• Prompt:
Carry the passage on Caribbean reef sharks below forward, picking up right after its final sentence.

It carries itself with classic elegance, a nine-foot-long torpedo with tapered fins. Like their oceangoing cousins, Caribbean reef sharks swim fast to force water through their mouths and over their gills so they can take in oxygen. But they can also ventilate their gills by using muscles in their mouth while lounging in the shallows, where they stalk reef-dwelling fish and the occasional unlucky lobster, says Brendan Talwar, a researcher with the Scripps Institution of Oceanography near San Diego, who has worked with Caribbean reef sharks off the island of Eleuthera in the Bahamas.

In fact, their iconic streamlined form belies a homebody nature: They rarely stray more than a handful of miles from the reefs they frequent in the Caribbean and along the Atlantic coast of South America. In unprotected waters, this makes them an easy target for fishers, who in the past sold their fins to Asia for soup and still locally sell their meat for food, their skin for leather and their liver for oil, which is a rich source of vitamin A. Since the 1980s, Caribbean reef shark populations have dropped 52 percent. In some places, their numbers have plummeted by as much as 99 percent, and since 2021 the sharks have been classified as endangered.

But their stay-at-home tendencies have an upside. Because the animals tend to hang out in the same places, dive operators can count on seeing them, and they’ve spawned a burgeoning dive ecotourism industry in the Caribbean. Descending underwater with a professional shark handler carrying a container of fish, recreational divers wait on the seafloor. Soon enough, a Caribbean reef shark—sometimes a shiver of sharks—emerges from the deep blue beyond, looping over the heads of the divers and claiming fish from the handler, who feeds the shark using a long metal stick.

• Supplied material:
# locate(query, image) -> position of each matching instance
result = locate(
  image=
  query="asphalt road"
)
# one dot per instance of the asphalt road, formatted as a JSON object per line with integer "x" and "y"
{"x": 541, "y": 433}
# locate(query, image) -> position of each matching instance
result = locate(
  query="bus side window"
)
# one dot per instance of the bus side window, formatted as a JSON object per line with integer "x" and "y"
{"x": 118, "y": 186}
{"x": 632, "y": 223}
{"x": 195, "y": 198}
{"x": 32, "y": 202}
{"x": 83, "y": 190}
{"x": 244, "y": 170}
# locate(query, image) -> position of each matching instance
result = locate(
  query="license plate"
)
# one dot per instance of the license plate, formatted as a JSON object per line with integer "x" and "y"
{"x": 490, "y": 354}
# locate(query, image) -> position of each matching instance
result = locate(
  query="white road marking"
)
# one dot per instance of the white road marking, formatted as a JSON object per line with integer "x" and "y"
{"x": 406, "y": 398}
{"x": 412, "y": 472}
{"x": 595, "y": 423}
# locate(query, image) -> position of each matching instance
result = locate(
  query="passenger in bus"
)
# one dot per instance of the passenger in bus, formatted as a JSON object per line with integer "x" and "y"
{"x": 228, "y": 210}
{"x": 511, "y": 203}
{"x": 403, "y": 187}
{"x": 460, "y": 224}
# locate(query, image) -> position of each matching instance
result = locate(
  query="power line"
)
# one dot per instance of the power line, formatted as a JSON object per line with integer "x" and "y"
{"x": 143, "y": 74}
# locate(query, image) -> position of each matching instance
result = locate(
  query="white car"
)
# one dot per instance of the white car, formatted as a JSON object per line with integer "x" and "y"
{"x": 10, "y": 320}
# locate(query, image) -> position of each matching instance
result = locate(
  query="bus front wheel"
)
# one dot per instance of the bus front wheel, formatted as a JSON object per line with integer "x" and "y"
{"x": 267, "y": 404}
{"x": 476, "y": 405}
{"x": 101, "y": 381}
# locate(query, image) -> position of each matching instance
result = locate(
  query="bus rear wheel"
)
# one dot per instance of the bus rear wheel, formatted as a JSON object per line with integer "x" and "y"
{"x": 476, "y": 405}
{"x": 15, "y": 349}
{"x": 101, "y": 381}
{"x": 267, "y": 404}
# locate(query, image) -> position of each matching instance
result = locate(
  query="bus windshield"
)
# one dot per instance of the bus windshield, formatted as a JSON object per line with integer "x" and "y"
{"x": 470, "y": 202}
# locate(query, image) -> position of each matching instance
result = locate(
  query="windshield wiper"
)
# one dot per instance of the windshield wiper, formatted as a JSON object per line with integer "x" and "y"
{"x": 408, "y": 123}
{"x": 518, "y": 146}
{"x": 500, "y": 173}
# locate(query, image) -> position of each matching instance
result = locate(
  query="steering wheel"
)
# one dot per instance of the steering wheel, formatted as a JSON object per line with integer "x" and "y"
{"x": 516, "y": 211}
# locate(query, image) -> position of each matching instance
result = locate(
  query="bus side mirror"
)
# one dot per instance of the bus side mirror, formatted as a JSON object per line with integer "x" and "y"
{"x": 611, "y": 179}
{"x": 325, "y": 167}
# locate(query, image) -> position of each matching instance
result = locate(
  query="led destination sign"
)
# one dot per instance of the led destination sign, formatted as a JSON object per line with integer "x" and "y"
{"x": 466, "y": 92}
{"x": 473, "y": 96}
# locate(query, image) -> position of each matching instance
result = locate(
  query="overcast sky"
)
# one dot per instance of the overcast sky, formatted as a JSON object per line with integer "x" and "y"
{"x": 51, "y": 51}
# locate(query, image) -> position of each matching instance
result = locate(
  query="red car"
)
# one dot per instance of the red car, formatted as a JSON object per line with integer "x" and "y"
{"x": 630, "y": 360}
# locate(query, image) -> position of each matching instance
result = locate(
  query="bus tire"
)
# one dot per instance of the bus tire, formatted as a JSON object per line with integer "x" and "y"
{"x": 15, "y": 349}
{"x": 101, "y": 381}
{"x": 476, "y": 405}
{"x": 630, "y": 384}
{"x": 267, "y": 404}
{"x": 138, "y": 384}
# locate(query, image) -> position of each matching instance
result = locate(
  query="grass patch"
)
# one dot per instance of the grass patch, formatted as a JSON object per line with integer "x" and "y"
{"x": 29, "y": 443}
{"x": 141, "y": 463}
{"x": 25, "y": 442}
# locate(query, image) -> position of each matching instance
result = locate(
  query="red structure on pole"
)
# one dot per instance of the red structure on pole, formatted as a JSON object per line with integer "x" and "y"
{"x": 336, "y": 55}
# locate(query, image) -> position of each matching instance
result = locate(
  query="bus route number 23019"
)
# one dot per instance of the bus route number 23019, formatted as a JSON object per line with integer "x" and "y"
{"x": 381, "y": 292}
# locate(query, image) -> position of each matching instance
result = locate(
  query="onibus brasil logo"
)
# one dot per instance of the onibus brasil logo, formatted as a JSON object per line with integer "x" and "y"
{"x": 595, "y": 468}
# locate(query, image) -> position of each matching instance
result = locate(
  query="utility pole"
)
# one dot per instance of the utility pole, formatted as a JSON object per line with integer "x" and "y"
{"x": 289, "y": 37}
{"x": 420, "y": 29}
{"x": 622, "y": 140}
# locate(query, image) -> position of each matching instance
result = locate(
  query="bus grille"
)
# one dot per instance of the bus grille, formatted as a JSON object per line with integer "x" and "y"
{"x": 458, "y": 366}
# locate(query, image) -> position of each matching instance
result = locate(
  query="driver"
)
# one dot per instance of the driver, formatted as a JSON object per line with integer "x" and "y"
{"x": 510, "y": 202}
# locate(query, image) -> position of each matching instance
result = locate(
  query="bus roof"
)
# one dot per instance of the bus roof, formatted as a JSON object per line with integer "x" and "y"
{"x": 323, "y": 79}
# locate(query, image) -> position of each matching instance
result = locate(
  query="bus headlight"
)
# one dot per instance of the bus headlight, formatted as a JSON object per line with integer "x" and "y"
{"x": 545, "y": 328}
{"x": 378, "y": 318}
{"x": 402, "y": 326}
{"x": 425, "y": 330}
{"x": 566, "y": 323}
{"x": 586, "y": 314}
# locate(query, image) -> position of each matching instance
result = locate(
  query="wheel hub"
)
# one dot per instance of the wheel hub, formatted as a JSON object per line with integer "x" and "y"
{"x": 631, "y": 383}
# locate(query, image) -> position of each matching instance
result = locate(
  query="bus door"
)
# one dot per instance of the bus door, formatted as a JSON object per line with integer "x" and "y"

• Response for this exercise:
Cristina Zenato, a shark behaviorist and dive instructor, sees the same “girls,” as she fondly calls them, month after month, and refers to them by their unique features. Vulcan has a pointy fin, Black Spot a black eye resembling a pirate patch around her right eye. An old-timer, Grandma, has been a regular for 13 years.

While feeding wildlife is widely discouraged because it can change animal behaviors—think bears in Yellowstone or deer in suburban backyards—research suggests that shark-diving tourism doesn’t much alter the behaviors of Caribbean reef sharks as long as it’s done responsibly, by controlling the amount of fish fed to the sharks. This approach, says Zenato, “doesn’t create co-dependence and it doesn’t create disruption of their natural behaviors.”

The Bahamas outlawed longline fishing in the 1990s and designated a shark sanctuary in 2011. As a result, populations have stabilized, and shark encounters now generate around $110 million for the Bahamas annually. The hope is that shark ecotourism can provide a lifeline to locals who depend on the sea for their livelihood. “It gives reef sharks a value for being alive that’s far greater than being dead,” Talwar says.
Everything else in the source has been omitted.